*STATED GOAL:* Reproduce word for word the lines of the data below, starting at the line containing "[238, 429], one" and ending with the line containing "Query: desert bush", both included.

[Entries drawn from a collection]
▼

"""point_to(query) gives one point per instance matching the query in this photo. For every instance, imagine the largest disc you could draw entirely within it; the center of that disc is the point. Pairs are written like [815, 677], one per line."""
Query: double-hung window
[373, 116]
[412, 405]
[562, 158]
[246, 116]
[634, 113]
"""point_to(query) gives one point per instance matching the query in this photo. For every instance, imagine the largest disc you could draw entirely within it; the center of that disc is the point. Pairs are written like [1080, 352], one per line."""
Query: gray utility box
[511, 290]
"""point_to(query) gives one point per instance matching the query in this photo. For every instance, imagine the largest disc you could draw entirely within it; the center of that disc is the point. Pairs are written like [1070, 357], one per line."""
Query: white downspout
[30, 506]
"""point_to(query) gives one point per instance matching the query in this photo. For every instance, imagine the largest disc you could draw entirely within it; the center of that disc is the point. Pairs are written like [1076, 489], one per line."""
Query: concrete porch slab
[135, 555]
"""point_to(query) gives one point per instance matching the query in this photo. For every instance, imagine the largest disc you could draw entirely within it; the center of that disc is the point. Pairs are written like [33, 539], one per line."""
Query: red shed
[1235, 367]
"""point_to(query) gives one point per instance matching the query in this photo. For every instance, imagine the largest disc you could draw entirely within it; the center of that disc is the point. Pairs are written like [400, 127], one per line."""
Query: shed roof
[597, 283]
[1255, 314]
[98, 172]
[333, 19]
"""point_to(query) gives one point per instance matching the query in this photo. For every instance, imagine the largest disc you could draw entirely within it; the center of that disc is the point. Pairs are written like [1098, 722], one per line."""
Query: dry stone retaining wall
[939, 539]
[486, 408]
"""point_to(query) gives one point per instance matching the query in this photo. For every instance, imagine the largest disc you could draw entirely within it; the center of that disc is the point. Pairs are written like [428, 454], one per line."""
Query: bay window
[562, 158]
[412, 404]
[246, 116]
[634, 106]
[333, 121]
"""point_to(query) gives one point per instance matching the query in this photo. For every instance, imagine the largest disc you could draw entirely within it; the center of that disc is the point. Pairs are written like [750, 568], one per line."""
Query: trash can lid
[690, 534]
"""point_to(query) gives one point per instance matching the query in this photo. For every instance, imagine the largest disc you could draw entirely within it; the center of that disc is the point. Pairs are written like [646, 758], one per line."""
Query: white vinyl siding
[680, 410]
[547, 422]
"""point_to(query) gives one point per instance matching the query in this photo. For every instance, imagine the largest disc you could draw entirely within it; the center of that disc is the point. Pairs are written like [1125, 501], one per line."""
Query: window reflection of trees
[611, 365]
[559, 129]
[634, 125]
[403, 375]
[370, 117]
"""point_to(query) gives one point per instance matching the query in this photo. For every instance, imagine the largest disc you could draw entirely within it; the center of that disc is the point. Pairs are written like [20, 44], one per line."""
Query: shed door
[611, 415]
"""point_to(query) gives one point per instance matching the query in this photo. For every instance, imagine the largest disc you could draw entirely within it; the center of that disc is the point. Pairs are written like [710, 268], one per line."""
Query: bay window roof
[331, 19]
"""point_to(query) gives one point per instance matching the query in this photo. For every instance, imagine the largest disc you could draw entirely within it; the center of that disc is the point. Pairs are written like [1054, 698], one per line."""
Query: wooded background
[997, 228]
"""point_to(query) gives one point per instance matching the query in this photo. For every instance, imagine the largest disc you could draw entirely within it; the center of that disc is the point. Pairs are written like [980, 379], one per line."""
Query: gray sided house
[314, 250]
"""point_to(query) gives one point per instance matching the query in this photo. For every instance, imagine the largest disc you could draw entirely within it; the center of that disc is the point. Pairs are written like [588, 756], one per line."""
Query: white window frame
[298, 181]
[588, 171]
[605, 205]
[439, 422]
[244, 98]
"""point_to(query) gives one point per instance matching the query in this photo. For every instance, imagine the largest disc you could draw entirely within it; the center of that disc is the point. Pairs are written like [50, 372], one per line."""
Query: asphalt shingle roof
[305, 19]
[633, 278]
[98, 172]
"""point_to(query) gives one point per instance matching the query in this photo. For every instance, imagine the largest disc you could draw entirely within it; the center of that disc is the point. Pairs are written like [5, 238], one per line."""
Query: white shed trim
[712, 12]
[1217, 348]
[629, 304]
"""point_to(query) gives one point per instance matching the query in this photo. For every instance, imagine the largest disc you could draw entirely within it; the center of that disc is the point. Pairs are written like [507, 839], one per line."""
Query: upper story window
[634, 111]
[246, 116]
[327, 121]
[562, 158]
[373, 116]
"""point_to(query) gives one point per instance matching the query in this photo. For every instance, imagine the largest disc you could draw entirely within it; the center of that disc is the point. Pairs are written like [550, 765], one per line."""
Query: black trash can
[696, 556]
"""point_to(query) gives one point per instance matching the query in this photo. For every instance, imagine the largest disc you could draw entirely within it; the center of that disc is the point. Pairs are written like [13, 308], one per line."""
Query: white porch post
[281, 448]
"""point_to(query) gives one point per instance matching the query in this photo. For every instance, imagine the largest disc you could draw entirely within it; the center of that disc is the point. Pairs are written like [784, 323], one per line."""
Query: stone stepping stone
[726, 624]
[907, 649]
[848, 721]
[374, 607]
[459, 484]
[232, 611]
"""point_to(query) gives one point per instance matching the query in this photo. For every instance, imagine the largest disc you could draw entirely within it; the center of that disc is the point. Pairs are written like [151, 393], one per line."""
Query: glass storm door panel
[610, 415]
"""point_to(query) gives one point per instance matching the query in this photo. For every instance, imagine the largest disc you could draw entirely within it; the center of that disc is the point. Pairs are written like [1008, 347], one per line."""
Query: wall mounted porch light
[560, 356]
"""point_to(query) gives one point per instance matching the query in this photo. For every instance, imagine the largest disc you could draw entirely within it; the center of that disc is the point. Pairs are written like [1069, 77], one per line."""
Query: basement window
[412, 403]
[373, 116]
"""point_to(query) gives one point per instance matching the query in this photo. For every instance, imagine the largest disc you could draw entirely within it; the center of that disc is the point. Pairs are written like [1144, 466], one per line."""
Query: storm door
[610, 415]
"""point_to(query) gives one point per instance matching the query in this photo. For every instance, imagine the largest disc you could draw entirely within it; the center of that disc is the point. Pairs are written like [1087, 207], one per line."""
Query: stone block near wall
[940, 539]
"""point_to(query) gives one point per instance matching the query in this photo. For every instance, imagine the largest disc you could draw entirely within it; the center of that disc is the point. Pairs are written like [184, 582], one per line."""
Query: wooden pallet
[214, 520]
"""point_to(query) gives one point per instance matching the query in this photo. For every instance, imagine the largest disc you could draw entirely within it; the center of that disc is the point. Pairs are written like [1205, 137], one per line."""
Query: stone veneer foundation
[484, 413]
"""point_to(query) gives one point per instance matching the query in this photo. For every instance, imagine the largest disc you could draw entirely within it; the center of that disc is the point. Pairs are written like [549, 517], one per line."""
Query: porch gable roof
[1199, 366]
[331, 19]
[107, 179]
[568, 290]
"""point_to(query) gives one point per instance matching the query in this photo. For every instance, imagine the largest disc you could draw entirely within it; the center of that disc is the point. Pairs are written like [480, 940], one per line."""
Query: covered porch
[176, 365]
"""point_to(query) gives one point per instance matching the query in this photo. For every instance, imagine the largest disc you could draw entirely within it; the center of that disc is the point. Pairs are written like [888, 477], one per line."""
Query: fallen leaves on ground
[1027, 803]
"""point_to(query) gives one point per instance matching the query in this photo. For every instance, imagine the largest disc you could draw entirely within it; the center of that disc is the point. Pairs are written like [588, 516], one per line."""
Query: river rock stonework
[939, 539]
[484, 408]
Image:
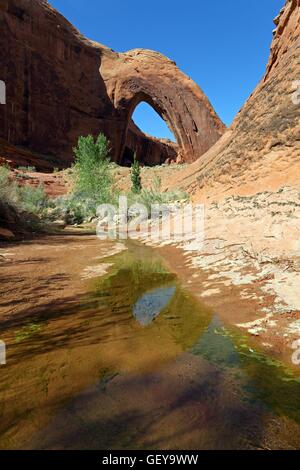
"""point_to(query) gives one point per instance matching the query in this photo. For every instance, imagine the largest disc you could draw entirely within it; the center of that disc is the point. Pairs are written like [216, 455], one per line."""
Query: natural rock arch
[61, 85]
[143, 75]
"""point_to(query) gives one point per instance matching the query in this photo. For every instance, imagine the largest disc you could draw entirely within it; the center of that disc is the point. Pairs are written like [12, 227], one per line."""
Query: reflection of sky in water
[149, 305]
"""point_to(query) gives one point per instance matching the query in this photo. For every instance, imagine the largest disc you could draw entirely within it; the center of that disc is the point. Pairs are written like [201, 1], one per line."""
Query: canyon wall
[61, 85]
[261, 150]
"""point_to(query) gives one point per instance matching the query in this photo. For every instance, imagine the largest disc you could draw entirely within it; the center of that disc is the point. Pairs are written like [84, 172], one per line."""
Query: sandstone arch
[144, 75]
[61, 85]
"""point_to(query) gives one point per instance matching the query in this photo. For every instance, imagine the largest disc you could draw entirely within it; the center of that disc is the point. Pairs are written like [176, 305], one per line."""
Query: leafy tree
[93, 179]
[136, 176]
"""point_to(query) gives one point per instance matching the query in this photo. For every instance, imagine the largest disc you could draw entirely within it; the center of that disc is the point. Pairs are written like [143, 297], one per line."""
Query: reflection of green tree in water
[183, 316]
[261, 377]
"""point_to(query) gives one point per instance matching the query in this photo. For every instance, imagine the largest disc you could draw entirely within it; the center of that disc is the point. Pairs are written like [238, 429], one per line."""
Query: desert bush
[135, 176]
[92, 170]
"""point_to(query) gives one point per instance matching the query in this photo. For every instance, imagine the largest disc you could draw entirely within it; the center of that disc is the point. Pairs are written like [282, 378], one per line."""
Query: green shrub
[136, 176]
[93, 176]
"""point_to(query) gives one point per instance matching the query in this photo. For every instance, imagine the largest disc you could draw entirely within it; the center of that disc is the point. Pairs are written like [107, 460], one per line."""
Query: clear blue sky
[223, 45]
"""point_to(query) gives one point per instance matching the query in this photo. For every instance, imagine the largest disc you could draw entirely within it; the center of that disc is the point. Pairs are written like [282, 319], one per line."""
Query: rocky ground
[248, 268]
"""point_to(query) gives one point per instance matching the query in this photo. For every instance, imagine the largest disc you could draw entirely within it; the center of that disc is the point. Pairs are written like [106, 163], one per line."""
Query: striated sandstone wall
[60, 85]
[261, 150]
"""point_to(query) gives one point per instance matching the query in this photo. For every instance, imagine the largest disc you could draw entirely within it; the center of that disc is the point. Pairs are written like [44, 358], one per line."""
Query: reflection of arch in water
[2, 353]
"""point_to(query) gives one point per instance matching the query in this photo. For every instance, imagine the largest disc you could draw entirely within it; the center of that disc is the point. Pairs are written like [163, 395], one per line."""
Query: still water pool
[139, 363]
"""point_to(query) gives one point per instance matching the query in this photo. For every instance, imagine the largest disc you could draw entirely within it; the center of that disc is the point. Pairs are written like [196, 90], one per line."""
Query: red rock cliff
[60, 85]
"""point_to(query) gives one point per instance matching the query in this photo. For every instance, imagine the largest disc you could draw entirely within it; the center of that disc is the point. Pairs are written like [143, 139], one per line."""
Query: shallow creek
[138, 363]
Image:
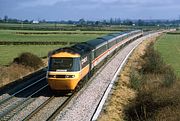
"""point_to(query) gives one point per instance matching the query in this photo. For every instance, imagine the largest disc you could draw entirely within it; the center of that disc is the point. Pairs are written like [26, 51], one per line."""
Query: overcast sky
[90, 9]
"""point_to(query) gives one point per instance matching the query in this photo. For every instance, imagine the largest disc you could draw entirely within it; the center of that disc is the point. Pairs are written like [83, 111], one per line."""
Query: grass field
[44, 36]
[169, 47]
[9, 52]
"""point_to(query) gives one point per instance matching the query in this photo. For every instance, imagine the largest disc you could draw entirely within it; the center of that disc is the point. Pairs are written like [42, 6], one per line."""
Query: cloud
[34, 3]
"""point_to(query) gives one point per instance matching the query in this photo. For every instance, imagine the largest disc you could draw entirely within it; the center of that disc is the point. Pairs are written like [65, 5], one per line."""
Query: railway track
[23, 96]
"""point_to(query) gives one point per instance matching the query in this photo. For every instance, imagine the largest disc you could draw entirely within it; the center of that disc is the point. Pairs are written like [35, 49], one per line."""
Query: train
[69, 65]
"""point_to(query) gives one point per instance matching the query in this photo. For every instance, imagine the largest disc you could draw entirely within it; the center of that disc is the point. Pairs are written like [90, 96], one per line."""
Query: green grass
[76, 36]
[9, 52]
[169, 47]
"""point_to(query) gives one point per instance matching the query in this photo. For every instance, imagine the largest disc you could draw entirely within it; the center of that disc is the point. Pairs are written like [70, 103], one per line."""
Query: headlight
[69, 76]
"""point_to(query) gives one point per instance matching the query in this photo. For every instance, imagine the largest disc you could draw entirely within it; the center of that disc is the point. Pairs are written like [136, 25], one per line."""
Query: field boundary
[36, 43]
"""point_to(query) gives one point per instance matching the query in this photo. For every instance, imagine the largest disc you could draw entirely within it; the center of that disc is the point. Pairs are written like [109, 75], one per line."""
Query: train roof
[86, 47]
[95, 42]
[108, 37]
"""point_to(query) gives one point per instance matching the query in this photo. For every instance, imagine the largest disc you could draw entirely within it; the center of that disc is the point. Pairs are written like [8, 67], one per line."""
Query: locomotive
[69, 65]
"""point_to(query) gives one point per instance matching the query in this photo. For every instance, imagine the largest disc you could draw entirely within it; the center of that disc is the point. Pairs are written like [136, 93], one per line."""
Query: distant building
[35, 22]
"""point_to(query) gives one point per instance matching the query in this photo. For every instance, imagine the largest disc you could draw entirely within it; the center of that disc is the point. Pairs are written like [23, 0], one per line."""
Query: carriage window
[64, 64]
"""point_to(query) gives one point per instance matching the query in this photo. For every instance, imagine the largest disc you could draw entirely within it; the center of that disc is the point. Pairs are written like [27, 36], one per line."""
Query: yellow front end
[63, 81]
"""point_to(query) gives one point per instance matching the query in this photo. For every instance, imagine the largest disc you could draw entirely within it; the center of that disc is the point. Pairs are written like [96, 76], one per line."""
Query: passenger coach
[67, 66]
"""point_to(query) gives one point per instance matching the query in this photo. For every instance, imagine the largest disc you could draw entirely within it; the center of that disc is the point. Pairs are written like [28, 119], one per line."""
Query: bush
[169, 76]
[154, 62]
[29, 59]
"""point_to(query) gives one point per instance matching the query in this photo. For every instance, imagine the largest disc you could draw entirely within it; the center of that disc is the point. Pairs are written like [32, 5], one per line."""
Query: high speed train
[67, 66]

▲

*OUTPUT FOR THIS EXERCISE:*
"""point_to(query) gives one point per instance matching the query in this photo. For every instance, imagine the largest disc you could draw entirely within it; the center of that disc is the point. Pairs are written like [238, 429], one per line."""
Query: desert bush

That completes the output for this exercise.